Please retype the lines below word for word, keeping every number and line break unchanged.

— Start Exercise material —

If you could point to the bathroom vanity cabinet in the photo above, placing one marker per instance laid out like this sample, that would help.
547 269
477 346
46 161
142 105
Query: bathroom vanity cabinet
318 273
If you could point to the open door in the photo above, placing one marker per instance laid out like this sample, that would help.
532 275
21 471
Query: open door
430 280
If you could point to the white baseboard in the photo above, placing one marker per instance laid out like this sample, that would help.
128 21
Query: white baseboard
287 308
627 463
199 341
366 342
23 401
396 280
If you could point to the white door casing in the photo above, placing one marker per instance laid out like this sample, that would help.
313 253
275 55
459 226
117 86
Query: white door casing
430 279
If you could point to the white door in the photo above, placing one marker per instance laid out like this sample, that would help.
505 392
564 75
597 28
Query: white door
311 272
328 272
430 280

— End Exercise material —

*Answer*.
If you could point to the bathroom vanity cabinet in the photo above, placing one marker per instance laid out like this sample, that would help.
547 269
477 346
46 161
142 105
Query: bathroom vanity cabinet
318 273
If you could point to the open door in the photo above, placing one marker per instance laid out like this sample, that would help.
532 275
21 471
Query: open door
430 280
If you could point to the white baseboard in the photo above, placing one marker per instance laid out like this sample, that would help.
128 21
Query: white baseboard
287 308
627 463
199 341
366 342
23 401
396 280
If you could point to the white door casing in the photo above, placing one marker per instance laid out like this sample, that would help.
313 253
275 55
459 226
117 86
Query: white door casing
430 279
If you could point to the white door in the photo above, placing one marker per instance laid out like this sample, that would help.
505 392
564 75
597 28
Query: white door
311 272
328 272
430 280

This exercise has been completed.